• _ВЫБРАННЫЙ ОТРЫВОК_
-=-=-=-=-

Вам – дерзкие волчата из Особого.

 

 

Я сам мистификатор и шпион.

Помпалача в глазах широкой публики.

Военный следователь. Из ворон.

Из вороненых воронов республики.

 

 

Пусть я голодный, ржавый

и ободранный,

С душой, зажатою,

как палец меж дверей,

Но я люблю карательные органы –

Из фанатиков, а не из писарей.

 

Борис Слуцкий так и не написал эту книгу и никогда не печатал это стихотворение: оно было впервые опубликовано в 1993 году Викторией Левитиной. Самое важное в этом «багрицком», революционно‑романтическом, якобинском, чтобы не сказать – чекистском, стихотворении – это душа, «зажатая, как палец меж дверей». Здесь – исток того пути, на котором появятся уже не «багрицкие», но едва ли не «достоевские» шедевры зрелого Бориса Слуцкого:

 

Я судил людей и знаю точно,

Что судить людей совсем не сложно, –

Только погодя бывает тошно,

Если вспомнишь как‑нибудь оплошно.

Кто они, мои четыре пуда

Мяса, чтоб судить чужое мясо?

Больше никого судить не буду.

Хорошо быть не вождем, а массой.

-=-=-=-=-

• _ИСХОДНЫЙ МАТЕРИАЛ_
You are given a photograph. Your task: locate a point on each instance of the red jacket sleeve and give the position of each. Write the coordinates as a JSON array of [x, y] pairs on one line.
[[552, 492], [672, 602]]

-=-=-=-=-

• _ЧТО НУЖНО СДЕЛАТЬ_
Отредактируйте отрывок о стихах Бориса Слуцкого: приведите его заново, начиная со слов «Что судить людей» и вплоть до слов «судить чужое мясо?», поставив «горько» вместо «тошно».

• _РЕЗУЛЬТАТ ЗАДАНИЯ_
Что судить людей совсем не сложно, –

Только погодя бывает горько,

Если вспомнишь как‑нибудь оплошно.

Кто они, мои четыре пуда

Мяса, чтоб судить чужое мясо?